* **Exercise**
Beginning at the words "Either way, it" and stopping after "least two decades.", rewrite the passage on Hershey stock with "overvalued" updated to "overpriced".

* **Excerpted passage**

It makes sense that the current offer of $107/share by Mondelez will be rejected. Now that I think about it, even $120/share may be undervaluing the business, relative to its long-term prospects. As an individual investor, I would not pay more than 20 times earnings for a company. If I were buying the whole business however, I would gladly pay 30 times earnings for it. I would then finance the whole thing with cheap debt at fixed long-term rates, and grow my net worth as the company grows and pays off the loan over time.

Either way, it is important to avoid buying an overvalued company stock. Back at the beginning of 2015, there were quite a lot of investors I follow, who started acquiring the stock around $108 – $111/share. They did that after missing out on the gains for years. When you start feeling that you are missing out on a stock after it has gained a lot, you need to stop and think for a second why do you want to chase the stock, regardless of valuation. As I reviewed the situation in early 2015, I determined that buying Hershey would provide investors with low returns for the first decade. However, buying the stock below $90/share would provide a better opportunity for investors. If the company continues growing, the highest returns would be realized for those holding for at least two decades.

* **Dataset entries**
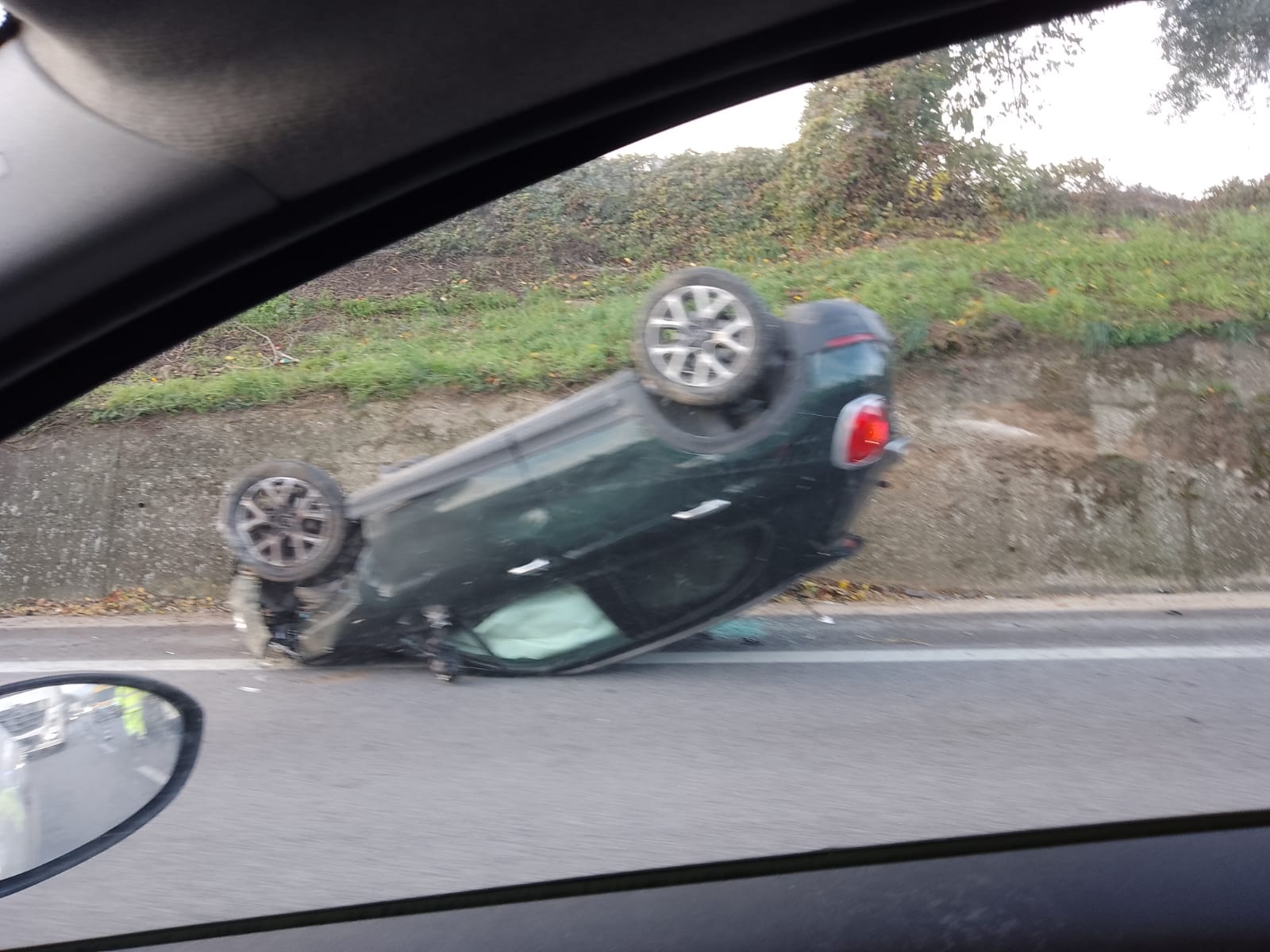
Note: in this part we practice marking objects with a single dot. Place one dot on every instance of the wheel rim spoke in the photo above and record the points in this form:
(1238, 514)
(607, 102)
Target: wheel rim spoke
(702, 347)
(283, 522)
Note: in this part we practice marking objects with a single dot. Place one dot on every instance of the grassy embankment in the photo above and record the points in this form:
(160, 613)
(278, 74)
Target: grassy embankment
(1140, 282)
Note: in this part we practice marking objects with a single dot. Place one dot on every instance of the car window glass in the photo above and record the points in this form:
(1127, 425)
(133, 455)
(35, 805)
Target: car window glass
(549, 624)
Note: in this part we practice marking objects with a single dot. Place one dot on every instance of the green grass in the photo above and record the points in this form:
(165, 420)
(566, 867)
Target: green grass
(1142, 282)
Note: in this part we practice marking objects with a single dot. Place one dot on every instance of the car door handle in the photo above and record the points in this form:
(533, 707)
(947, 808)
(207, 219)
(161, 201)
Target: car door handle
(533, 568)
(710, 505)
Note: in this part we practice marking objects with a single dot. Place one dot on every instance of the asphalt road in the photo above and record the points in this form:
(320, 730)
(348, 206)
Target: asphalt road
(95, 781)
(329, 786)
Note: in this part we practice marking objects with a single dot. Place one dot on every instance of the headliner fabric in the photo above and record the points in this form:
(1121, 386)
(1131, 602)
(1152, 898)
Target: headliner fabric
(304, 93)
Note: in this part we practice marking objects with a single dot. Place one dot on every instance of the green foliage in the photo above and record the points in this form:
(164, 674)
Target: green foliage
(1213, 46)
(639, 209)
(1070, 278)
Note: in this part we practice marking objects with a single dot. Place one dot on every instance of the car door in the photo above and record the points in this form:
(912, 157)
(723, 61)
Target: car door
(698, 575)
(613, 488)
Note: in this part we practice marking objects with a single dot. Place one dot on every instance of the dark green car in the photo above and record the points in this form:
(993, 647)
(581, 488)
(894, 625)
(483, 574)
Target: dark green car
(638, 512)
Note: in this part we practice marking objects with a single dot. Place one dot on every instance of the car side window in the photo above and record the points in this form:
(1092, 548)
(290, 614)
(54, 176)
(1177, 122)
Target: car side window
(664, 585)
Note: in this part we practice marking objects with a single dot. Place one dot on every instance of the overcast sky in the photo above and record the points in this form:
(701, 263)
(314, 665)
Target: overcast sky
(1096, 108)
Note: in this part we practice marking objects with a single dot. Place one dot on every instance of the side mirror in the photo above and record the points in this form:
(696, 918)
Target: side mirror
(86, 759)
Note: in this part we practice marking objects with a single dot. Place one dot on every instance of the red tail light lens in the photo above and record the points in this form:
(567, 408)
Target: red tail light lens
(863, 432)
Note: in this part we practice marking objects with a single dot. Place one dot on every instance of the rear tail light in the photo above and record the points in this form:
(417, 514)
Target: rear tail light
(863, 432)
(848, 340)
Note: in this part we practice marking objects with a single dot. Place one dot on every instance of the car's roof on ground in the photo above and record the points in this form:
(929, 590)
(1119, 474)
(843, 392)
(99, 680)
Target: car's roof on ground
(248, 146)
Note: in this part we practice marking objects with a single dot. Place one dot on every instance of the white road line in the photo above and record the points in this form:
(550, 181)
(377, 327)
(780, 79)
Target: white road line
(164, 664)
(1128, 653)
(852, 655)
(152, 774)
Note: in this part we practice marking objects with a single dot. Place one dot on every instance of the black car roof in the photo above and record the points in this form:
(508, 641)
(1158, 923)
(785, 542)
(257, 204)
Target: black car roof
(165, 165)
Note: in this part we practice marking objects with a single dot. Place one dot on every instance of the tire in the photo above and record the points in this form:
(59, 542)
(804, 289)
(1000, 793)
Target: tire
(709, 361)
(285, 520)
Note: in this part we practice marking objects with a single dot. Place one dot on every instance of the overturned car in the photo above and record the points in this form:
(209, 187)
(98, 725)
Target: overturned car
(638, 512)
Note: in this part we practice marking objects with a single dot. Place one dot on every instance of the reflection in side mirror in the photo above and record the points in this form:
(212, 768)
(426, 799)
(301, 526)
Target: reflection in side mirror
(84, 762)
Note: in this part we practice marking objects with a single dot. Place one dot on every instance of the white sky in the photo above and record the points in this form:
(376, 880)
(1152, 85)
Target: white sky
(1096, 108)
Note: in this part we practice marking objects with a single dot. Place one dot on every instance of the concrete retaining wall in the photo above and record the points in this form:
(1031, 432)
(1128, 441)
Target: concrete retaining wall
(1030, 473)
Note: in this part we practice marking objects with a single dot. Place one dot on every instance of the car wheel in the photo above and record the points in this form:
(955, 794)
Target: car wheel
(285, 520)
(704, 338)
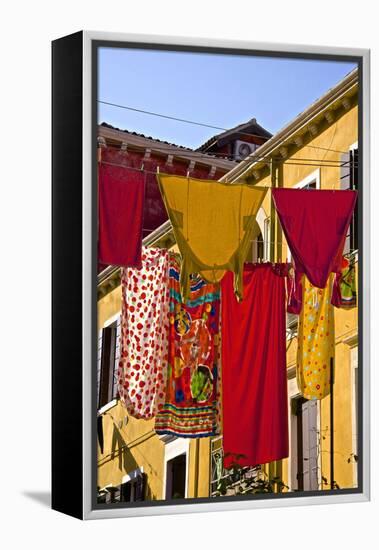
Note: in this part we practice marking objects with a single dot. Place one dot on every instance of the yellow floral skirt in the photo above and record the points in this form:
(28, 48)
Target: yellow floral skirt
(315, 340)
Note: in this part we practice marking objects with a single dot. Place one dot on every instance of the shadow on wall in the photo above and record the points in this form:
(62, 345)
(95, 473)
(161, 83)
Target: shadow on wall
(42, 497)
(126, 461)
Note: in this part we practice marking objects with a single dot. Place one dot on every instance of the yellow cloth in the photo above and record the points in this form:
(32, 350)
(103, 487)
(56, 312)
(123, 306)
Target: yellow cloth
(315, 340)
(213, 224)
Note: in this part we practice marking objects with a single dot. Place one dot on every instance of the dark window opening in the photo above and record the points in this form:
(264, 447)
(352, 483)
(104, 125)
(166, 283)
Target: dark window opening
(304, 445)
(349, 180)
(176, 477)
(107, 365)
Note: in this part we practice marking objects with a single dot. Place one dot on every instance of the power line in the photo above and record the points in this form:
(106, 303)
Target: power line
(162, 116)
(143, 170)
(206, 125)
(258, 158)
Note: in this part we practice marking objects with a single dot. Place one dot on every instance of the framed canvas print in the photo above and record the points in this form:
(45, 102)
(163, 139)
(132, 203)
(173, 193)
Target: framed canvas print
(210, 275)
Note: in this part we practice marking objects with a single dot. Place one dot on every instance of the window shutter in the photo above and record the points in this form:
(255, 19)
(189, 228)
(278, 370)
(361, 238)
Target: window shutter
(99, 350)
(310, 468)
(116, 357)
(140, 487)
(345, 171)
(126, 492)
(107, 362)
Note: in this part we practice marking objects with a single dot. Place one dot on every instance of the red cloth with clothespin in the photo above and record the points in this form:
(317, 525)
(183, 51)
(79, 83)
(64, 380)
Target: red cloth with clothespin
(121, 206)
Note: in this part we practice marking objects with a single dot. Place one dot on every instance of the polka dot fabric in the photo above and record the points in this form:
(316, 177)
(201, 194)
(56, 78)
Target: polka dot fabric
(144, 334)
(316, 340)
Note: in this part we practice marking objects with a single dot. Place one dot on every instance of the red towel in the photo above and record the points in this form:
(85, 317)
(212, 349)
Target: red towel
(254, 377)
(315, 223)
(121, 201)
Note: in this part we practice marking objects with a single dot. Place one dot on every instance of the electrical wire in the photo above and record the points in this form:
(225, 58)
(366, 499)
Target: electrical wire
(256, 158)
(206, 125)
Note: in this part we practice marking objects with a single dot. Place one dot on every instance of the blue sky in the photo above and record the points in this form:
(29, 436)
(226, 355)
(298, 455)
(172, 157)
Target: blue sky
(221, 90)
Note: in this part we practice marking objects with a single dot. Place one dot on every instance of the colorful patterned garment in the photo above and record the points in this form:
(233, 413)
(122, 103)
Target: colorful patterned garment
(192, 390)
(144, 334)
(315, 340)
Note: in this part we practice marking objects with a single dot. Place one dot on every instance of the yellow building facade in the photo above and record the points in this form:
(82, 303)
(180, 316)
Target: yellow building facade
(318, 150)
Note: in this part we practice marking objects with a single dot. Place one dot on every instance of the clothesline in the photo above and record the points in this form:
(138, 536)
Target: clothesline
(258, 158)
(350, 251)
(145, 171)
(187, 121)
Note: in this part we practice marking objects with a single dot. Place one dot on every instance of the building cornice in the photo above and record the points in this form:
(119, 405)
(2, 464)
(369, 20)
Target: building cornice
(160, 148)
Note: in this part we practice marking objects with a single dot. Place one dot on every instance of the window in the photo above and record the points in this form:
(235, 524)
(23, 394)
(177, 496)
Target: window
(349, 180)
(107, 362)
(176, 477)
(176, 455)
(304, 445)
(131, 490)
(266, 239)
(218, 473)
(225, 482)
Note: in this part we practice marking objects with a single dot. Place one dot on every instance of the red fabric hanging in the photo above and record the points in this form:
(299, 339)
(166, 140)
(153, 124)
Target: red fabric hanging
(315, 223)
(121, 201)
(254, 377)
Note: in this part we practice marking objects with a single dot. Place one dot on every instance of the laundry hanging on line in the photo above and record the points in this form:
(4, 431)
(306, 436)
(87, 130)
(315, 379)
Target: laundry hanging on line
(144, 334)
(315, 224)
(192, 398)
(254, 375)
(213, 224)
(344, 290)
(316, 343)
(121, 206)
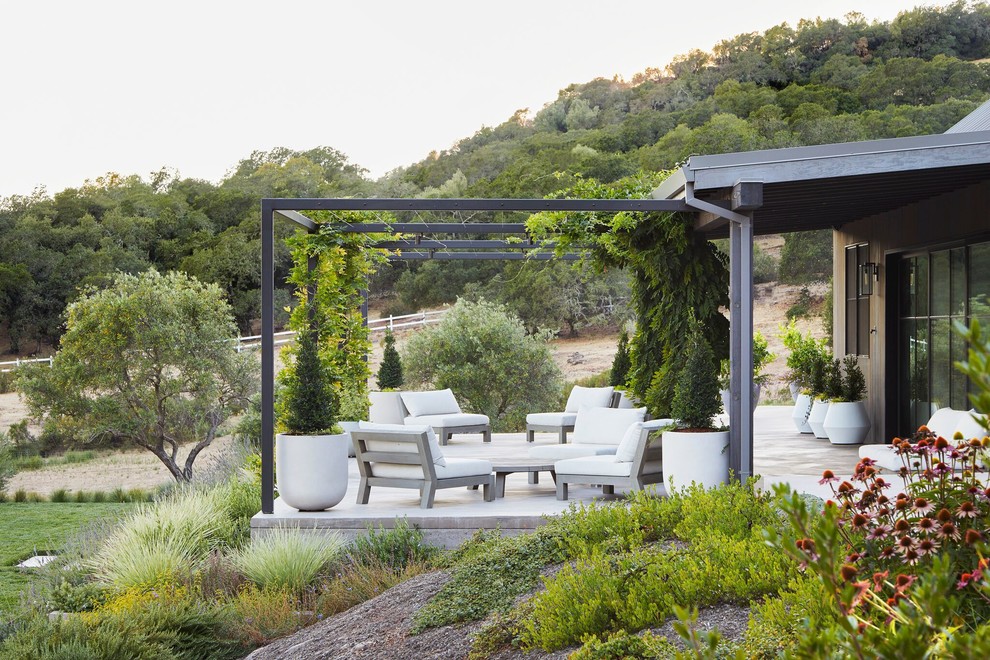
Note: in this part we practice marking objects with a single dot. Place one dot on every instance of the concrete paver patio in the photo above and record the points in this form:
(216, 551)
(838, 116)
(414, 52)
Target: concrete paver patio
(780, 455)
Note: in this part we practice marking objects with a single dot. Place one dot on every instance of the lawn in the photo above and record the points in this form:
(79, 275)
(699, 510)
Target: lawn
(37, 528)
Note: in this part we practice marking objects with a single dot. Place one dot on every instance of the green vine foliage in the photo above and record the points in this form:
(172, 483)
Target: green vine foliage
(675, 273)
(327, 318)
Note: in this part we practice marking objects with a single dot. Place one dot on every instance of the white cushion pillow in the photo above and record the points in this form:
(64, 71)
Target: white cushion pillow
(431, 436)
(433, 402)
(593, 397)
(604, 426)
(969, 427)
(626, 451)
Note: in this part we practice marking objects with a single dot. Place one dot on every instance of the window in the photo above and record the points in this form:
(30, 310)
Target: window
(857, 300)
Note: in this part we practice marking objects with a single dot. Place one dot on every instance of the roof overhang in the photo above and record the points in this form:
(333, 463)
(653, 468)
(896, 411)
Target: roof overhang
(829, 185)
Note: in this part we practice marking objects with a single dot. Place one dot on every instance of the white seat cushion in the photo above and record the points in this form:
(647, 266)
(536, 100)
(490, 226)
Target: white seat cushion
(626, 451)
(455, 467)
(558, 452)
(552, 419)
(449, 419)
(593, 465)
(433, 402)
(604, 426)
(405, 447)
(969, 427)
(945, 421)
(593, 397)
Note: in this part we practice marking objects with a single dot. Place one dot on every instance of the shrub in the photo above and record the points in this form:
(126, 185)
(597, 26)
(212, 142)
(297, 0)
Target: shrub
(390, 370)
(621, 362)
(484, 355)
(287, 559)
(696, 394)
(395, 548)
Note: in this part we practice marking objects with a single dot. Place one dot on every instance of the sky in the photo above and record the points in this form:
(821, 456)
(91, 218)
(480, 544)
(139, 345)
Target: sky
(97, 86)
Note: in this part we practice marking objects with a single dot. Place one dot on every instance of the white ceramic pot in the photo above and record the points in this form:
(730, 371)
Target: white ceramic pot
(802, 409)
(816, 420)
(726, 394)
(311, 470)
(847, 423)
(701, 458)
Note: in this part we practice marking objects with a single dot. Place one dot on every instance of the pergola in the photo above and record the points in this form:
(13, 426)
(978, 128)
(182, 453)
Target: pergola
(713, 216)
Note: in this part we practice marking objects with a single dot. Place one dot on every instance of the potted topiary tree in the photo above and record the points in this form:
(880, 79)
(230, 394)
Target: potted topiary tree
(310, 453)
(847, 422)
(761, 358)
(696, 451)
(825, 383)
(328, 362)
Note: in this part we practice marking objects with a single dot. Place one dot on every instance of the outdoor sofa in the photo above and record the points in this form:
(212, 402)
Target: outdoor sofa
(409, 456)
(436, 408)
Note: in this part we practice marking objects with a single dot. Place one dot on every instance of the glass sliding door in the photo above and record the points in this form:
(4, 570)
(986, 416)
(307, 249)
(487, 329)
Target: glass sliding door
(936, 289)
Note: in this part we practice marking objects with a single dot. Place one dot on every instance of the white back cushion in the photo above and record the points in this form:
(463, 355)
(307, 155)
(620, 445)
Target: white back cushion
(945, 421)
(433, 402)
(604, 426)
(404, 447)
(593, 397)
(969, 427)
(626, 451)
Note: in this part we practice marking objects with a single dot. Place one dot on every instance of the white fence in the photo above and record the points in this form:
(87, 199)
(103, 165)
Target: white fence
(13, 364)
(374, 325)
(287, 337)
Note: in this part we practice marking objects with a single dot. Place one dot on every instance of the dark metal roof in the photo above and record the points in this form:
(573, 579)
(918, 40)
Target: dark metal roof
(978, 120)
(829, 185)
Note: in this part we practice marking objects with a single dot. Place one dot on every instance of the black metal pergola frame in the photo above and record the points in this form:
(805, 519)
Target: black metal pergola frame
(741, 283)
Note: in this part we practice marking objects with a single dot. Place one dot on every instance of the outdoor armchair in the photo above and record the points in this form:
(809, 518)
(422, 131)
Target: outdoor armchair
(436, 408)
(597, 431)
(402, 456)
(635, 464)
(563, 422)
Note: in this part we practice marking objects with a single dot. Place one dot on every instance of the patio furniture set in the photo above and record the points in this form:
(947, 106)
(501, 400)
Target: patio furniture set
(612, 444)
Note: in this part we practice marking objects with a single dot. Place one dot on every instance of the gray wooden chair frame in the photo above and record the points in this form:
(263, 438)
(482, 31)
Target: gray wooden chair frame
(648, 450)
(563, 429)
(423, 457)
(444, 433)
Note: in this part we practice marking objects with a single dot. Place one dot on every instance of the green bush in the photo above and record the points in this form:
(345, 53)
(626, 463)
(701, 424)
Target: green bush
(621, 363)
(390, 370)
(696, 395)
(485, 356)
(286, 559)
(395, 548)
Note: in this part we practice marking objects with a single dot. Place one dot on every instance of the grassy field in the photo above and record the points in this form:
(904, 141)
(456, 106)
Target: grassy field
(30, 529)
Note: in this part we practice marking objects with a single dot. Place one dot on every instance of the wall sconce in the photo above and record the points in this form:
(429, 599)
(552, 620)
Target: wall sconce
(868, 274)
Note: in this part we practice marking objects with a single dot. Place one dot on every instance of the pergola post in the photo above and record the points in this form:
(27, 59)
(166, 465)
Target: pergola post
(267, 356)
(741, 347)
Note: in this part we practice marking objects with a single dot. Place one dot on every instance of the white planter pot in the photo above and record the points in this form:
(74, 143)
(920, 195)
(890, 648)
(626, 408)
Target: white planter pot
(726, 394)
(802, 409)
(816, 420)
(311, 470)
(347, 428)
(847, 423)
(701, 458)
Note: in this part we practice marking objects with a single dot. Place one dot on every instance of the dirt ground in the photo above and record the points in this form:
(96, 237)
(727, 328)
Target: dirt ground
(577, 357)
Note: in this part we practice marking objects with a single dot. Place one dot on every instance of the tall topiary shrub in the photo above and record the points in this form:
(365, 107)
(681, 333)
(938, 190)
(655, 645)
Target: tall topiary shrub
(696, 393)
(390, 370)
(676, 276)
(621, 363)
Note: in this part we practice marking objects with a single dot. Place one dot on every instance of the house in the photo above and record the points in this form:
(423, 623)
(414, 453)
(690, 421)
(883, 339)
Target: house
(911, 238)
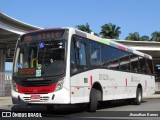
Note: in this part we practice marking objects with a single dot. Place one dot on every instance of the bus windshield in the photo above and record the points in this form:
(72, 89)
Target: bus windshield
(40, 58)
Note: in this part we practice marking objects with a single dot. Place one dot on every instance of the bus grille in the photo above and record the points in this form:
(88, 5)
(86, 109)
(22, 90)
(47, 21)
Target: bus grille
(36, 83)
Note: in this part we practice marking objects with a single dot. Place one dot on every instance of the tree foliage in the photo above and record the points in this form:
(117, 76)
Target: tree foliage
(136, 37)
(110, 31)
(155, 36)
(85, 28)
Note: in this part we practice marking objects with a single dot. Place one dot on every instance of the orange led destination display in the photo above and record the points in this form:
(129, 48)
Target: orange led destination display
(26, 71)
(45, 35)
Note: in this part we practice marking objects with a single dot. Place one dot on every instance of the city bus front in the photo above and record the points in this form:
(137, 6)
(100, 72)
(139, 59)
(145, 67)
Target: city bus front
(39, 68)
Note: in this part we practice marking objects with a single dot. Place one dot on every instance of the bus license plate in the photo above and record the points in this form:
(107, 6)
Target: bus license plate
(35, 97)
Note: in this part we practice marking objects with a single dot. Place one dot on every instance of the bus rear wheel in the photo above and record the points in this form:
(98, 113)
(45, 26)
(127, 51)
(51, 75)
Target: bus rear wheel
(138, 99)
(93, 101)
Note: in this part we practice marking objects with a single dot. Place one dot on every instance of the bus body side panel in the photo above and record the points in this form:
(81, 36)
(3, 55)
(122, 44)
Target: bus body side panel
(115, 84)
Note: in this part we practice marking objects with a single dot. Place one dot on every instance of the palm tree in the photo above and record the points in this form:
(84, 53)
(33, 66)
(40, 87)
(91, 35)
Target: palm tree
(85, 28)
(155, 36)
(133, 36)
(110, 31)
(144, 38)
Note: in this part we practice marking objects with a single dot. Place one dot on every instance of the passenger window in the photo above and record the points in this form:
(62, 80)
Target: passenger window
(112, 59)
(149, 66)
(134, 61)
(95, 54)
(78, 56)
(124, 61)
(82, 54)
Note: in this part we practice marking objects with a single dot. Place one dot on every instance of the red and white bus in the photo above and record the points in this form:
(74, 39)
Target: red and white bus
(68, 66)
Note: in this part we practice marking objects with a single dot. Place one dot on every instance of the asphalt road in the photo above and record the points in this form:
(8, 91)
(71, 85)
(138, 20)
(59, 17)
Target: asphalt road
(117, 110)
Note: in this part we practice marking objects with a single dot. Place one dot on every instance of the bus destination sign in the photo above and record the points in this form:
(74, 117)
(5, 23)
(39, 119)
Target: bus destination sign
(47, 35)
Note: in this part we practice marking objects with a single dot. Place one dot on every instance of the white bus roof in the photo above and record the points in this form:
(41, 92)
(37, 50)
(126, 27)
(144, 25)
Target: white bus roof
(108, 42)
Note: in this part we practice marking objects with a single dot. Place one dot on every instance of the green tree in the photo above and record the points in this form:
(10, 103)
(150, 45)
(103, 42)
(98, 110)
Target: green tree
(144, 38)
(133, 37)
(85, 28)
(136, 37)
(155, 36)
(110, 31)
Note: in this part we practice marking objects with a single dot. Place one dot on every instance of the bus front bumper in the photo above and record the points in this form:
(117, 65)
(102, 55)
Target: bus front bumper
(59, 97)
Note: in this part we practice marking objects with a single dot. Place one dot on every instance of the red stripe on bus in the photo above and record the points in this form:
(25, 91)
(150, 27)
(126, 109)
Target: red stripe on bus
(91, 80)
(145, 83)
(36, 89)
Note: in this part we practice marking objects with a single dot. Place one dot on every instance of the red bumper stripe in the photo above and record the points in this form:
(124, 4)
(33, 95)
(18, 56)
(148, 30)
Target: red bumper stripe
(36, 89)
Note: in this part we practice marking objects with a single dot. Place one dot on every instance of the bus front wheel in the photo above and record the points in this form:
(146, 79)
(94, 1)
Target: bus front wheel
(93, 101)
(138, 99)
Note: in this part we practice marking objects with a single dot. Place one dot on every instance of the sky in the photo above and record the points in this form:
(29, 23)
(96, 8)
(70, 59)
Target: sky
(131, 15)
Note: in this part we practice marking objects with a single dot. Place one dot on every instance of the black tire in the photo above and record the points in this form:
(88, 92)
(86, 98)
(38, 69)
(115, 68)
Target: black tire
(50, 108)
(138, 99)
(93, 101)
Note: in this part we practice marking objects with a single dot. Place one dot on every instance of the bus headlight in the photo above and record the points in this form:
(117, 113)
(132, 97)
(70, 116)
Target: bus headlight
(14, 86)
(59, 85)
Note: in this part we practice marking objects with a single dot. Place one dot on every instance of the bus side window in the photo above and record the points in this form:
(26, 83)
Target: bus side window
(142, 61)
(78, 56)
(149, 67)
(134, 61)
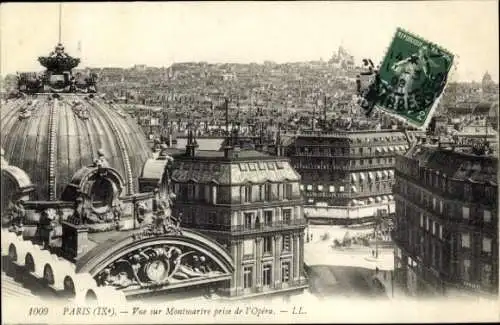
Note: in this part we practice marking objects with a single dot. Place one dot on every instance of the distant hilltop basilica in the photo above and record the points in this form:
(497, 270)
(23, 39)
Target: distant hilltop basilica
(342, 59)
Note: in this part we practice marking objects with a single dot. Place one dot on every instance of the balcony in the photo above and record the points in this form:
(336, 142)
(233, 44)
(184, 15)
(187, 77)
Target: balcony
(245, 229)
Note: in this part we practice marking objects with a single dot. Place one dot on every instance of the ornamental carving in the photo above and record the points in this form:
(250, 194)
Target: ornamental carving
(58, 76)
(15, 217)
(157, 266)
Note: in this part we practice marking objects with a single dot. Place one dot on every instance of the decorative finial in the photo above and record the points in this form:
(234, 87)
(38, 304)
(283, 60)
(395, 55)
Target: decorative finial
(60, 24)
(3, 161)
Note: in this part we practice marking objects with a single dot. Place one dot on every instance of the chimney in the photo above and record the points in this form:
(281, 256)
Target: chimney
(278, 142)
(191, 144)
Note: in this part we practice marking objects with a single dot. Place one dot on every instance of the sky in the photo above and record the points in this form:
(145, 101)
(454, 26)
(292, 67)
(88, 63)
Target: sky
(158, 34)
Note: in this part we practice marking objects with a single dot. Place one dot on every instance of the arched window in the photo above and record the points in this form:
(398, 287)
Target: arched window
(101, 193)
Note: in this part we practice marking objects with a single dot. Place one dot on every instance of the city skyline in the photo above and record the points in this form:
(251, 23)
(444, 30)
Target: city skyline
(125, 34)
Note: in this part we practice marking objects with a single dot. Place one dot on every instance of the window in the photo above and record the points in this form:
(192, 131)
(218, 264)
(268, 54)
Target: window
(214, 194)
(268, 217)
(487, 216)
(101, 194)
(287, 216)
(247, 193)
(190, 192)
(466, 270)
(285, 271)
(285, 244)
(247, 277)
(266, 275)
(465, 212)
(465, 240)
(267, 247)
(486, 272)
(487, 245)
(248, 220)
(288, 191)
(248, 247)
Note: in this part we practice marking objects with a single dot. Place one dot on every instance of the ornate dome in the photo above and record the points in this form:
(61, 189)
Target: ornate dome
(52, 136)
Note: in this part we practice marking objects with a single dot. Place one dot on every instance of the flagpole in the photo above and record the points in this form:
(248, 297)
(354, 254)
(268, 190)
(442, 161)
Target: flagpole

* **Answer to the exercise**
Either way, it is important to avoid buying an overpriced company stock. Back at the beginning of 2015, there were quite a lot of investors I follow, who started acquiring the stock around $108 – $111/share. They did that after missing out on the gains for years. When you start feeling that you are missing out on a stock after it has gained a lot, you need to stop and think for a second why do you want to chase the stock, regardless of valuation. As I reviewed the situation in early 2015, I determined that buying Hershey would provide investors with low returns for the first decade. However, buying the stock below $90/share would provide a better opportunity for investors. If the company continues growing, the highest returns would be realized for those holding for at least two decades.